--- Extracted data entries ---
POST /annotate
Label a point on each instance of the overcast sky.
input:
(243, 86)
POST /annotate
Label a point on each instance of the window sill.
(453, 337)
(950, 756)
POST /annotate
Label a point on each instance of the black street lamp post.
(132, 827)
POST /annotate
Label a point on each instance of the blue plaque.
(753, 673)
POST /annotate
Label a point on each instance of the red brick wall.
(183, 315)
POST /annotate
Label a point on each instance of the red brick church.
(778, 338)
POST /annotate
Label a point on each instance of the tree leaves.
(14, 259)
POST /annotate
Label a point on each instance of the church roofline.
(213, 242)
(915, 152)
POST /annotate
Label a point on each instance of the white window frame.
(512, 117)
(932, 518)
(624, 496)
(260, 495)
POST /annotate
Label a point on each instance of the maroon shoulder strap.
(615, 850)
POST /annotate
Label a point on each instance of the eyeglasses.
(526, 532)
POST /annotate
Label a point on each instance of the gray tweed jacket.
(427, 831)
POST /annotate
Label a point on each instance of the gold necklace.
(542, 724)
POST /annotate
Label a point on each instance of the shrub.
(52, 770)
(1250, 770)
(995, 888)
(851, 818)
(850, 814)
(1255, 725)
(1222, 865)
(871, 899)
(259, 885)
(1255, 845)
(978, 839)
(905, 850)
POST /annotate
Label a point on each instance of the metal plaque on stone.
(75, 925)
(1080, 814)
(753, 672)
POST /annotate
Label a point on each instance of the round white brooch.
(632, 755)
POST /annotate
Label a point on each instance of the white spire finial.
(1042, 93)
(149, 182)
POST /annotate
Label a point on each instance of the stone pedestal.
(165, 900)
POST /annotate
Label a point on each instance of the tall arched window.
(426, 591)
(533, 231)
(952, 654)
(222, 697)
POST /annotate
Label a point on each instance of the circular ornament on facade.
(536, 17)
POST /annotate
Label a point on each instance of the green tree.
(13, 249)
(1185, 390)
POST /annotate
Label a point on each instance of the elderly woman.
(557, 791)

--- WHAT YOU ARE ASKED TO DO ---
Reproduce the listing with "placard" substituted for every "plaque", leaving everything else unchanged.

--- FULL ANSWER ---
POST /annotate
Label a point on each instance of the overcast sky.
input:
(243, 86)
POST /annotate
Label a point on each instance of the window sill.
(453, 337)
(950, 756)
POST /annotate
Label a point on each instance of the black street lamp post.
(132, 827)
POST /annotate
Label a point on each instance of the blue placard.
(753, 673)
POST /annotate
Label a point on each instance of the red brick wall.
(183, 315)
POST /annotate
Label a point on each instance of the red brick church.
(778, 338)
POST /annotate
Label a point on each instance of the tree leaves.
(14, 259)
POST /annotate
Label a point on each instance of the church roofline.
(213, 242)
(915, 152)
POST /annotate
Label a point on each instance of the white window frame.
(512, 117)
(932, 518)
(624, 496)
(260, 495)
POST /annotate
Label a point on each instance of the maroon shoulder strap.
(615, 850)
POST /annotate
Label a point on each instance of the eyeglasses.
(526, 532)
POST /annotate
Label a point on each instance of the gray tweed jacket.
(427, 831)
POST /annotate
Label a point on each instance of the gold necklace.
(542, 724)
POST /annotate
Label a point on each instance of the shrub.
(52, 770)
(1250, 770)
(995, 888)
(851, 818)
(850, 814)
(1255, 725)
(1222, 865)
(871, 899)
(259, 885)
(1255, 845)
(978, 839)
(905, 850)
POST /annotate
Label a point on each instance of the metal placard on stone.
(75, 925)
(1080, 814)
(753, 672)
POST /annotate
Label a point on each instance of the round white brooch.
(632, 755)
POST /annotate
Label a point on each instance of the white spire finial.
(1042, 93)
(149, 182)
POST /annotate
Label a point on each instance of the stone pedestal.
(165, 900)
POST /annotate
Label a point on each instance of the tall arched window.
(426, 591)
(533, 231)
(952, 654)
(222, 697)
POST /annotate
Label a point on each instance of the circular ornament on facade.
(536, 17)
POST /annotate
Label a point on each instance of the green tree.
(13, 249)
(1185, 390)
POST /annotate
Label a point on each instance of the elderly woman.
(557, 791)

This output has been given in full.